- **SUPPLIED DATA**
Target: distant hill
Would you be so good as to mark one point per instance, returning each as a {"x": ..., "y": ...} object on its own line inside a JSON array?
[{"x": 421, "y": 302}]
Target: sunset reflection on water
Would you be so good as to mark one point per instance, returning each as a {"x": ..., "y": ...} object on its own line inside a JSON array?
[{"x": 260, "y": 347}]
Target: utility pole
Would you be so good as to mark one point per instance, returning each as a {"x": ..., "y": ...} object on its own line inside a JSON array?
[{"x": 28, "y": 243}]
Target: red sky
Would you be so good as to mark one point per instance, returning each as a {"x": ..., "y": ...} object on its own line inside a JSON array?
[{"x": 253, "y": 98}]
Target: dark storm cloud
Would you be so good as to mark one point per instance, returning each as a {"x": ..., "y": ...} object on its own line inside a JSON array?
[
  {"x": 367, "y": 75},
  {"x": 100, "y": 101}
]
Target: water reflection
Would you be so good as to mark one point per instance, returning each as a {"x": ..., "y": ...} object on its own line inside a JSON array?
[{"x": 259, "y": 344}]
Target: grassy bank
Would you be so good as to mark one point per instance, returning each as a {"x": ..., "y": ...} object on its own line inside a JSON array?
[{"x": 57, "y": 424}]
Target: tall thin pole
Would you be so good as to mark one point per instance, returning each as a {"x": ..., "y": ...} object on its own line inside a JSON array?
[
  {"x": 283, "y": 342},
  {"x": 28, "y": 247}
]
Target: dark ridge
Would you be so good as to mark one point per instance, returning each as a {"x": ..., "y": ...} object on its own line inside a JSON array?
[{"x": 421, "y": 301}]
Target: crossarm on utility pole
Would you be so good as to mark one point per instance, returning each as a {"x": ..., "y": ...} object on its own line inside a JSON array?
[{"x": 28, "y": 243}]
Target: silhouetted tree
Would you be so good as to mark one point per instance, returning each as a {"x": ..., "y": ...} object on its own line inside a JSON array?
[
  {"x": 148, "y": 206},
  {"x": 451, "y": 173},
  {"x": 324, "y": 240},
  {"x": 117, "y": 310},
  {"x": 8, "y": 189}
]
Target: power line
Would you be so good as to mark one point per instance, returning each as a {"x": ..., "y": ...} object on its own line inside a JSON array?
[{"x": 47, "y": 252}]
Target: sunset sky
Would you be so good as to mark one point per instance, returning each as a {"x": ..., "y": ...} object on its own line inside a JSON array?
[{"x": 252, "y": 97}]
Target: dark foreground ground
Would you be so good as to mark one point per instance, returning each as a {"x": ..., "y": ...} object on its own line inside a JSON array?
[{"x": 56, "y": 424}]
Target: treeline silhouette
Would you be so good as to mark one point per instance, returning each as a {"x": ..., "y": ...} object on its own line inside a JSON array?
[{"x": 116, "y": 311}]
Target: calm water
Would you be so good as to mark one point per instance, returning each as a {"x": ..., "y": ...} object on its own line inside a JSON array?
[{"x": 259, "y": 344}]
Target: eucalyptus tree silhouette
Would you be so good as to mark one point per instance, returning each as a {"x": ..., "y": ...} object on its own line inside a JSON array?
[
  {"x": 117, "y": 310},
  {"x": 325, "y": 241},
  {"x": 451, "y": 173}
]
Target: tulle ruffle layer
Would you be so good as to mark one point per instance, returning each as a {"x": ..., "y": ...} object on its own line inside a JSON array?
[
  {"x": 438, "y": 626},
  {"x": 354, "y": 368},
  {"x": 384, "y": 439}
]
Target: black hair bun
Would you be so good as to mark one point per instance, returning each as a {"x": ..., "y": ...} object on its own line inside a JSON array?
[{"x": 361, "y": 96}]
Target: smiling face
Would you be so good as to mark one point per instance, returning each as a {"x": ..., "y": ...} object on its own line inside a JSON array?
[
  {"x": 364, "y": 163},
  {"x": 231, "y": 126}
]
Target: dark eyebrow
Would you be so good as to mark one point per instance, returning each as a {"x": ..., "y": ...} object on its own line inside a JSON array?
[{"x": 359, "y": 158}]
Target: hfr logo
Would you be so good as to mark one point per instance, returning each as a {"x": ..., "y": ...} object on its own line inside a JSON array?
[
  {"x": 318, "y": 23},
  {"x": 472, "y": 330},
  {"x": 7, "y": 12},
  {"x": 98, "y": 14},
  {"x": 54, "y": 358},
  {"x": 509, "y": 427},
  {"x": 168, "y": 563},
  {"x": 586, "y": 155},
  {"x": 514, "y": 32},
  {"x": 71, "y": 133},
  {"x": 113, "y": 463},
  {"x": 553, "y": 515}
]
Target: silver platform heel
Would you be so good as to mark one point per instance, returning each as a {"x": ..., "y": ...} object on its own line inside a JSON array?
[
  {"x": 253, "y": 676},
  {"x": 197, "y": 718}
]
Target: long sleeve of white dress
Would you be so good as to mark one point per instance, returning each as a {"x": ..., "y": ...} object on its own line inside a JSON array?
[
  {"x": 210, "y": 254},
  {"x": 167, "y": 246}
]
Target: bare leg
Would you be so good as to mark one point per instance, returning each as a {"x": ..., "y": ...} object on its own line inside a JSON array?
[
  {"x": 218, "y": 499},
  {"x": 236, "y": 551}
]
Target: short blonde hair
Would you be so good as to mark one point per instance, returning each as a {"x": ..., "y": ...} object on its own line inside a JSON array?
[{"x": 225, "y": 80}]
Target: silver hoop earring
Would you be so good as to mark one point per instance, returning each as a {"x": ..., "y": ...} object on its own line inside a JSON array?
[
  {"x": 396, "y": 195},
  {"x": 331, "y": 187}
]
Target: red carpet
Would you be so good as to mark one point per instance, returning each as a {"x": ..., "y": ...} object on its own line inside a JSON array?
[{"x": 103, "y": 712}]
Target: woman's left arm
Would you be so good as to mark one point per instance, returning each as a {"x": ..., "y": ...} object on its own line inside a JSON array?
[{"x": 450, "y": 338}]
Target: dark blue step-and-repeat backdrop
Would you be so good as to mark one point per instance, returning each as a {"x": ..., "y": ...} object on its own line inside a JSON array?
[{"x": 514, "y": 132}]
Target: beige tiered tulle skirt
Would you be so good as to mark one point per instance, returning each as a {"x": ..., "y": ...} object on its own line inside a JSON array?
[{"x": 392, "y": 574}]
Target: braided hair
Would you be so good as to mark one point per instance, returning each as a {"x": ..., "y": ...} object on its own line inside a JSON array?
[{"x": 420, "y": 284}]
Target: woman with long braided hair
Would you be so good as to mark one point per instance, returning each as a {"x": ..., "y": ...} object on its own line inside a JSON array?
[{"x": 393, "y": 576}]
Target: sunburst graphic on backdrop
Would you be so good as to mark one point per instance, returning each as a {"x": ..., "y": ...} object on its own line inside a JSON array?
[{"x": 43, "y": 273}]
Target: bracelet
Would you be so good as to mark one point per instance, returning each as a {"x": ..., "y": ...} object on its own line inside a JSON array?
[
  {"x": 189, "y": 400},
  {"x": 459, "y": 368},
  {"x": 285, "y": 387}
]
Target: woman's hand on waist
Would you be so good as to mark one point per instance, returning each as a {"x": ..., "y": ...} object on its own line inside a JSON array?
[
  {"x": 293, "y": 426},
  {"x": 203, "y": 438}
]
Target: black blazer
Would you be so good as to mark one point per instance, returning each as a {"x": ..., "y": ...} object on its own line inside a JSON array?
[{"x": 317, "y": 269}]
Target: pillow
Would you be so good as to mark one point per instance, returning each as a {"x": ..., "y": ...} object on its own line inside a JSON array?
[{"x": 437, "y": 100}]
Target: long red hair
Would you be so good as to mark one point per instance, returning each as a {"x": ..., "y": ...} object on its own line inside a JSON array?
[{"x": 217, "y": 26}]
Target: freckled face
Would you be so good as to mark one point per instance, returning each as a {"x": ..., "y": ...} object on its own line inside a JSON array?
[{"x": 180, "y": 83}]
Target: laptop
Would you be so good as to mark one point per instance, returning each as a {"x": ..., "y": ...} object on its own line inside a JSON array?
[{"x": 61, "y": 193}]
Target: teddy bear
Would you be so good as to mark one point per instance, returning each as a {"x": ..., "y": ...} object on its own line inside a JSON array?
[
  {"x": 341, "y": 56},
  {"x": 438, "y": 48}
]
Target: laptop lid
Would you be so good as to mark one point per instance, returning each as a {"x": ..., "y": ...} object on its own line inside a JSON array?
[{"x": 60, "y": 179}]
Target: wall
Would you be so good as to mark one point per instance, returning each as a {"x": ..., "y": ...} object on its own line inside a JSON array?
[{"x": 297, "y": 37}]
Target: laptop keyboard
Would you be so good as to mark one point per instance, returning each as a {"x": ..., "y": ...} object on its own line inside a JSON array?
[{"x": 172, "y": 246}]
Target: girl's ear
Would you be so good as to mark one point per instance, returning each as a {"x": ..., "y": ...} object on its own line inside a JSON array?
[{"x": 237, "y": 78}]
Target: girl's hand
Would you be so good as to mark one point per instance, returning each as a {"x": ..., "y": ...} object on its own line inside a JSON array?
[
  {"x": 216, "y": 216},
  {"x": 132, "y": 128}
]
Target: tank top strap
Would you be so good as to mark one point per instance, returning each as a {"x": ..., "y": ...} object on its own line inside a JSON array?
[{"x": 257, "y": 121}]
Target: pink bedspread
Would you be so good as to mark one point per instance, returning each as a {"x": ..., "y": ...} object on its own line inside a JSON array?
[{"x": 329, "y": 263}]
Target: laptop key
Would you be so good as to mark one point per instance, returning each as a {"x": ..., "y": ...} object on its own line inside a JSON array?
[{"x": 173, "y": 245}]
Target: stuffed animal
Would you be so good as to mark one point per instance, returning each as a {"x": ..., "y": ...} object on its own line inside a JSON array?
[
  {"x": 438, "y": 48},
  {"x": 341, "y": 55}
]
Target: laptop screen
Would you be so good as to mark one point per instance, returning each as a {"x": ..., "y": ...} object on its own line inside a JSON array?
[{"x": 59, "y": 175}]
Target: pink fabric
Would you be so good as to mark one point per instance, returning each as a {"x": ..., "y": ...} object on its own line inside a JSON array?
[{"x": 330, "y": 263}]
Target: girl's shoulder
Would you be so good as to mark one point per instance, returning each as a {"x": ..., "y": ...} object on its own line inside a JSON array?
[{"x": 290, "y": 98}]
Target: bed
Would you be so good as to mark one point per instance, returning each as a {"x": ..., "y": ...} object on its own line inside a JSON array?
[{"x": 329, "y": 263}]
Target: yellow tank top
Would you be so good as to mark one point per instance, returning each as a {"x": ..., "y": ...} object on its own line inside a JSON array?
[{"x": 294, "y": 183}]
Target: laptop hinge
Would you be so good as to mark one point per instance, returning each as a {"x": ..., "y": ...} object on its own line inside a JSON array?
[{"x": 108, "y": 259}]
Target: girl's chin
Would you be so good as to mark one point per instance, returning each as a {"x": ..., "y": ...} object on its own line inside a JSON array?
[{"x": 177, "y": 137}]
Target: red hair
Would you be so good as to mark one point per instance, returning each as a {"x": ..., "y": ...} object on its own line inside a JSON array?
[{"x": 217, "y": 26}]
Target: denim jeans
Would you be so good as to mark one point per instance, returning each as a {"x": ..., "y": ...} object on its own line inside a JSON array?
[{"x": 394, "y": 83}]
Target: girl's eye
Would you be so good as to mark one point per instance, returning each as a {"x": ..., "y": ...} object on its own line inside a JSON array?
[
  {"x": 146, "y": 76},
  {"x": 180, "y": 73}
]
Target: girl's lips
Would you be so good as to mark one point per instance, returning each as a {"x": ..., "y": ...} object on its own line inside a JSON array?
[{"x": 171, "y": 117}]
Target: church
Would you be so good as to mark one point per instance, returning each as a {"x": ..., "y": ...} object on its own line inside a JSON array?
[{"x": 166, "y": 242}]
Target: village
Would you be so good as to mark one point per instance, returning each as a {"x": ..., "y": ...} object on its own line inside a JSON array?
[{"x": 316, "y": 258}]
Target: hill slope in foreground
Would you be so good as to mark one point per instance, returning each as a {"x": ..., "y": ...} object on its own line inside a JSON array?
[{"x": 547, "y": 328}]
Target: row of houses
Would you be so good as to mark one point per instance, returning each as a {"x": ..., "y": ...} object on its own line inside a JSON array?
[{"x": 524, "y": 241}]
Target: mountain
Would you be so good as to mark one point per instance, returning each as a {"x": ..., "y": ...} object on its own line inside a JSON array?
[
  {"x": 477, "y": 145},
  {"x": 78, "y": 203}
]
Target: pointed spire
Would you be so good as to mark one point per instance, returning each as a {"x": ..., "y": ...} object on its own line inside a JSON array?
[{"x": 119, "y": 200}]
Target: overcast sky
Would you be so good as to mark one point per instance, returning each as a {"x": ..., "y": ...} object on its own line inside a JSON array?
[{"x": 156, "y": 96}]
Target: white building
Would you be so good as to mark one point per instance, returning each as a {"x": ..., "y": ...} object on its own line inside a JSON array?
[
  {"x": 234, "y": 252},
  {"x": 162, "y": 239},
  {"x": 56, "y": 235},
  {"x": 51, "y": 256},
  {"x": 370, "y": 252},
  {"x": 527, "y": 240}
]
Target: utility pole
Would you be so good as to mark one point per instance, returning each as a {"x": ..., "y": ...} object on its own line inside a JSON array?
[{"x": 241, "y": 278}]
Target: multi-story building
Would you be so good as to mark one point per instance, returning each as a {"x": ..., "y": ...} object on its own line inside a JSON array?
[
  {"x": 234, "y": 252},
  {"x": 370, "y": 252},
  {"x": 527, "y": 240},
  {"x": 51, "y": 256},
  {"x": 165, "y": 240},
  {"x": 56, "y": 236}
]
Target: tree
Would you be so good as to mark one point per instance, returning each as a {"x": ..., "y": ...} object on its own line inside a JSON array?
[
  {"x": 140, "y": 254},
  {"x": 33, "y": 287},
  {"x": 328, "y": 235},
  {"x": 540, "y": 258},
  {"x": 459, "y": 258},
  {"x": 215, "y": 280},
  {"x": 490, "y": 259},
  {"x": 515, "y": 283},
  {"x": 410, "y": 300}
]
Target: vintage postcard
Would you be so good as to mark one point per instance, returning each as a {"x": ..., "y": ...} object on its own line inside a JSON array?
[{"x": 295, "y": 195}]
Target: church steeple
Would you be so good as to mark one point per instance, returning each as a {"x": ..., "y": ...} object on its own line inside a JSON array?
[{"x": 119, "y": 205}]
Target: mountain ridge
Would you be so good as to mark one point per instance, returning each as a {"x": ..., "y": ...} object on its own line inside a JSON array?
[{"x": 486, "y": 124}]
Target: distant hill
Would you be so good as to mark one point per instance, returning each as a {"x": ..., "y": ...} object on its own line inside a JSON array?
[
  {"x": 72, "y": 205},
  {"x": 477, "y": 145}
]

- **EXERCISE DESCRIPTION**
Reproduce only those lines of the entries above that run from the line with "Target: multi-story building" to the final line.

- **ANSWER TO THIS EXERCISE**
Target: multi-story building
Would you be so good as to mark one point per instance, returning each as a {"x": ..., "y": ...} object on its own line inside a JSON array?
[
  {"x": 234, "y": 252},
  {"x": 370, "y": 252},
  {"x": 527, "y": 240},
  {"x": 51, "y": 256},
  {"x": 165, "y": 240},
  {"x": 56, "y": 236}
]
Target: tree
Would you be so good as to mark one point per instance, returning each as a {"x": ..., "y": ...} object on its own line inside a JSON array?
[
  {"x": 140, "y": 254},
  {"x": 33, "y": 287},
  {"x": 328, "y": 235},
  {"x": 540, "y": 258},
  {"x": 459, "y": 258},
  {"x": 215, "y": 280},
  {"x": 490, "y": 259},
  {"x": 515, "y": 283},
  {"x": 410, "y": 300}
]
Target: vintage postcard
Would you be so good as to mark one point per instance, returning each as a {"x": ..., "y": ...} object on its own line inside a JSON array?
[{"x": 295, "y": 195}]
Target: church steeple
Would you be so good as to mark one point per instance, returning each as a {"x": ..., "y": ...} object on its own line inside a JSON array?
[{"x": 119, "y": 205}]
Target: mountain ridge
Would you be so good as to mark one point per instance, returning each as a {"x": ..., "y": ...} object on its own line inside a JSON array?
[{"x": 486, "y": 124}]
Target: distant hill
Would you be so good as to mark one point per instance, returning each as a {"x": ..., "y": ...} object on its own line inside a JSON array?
[
  {"x": 72, "y": 205},
  {"x": 477, "y": 145}
]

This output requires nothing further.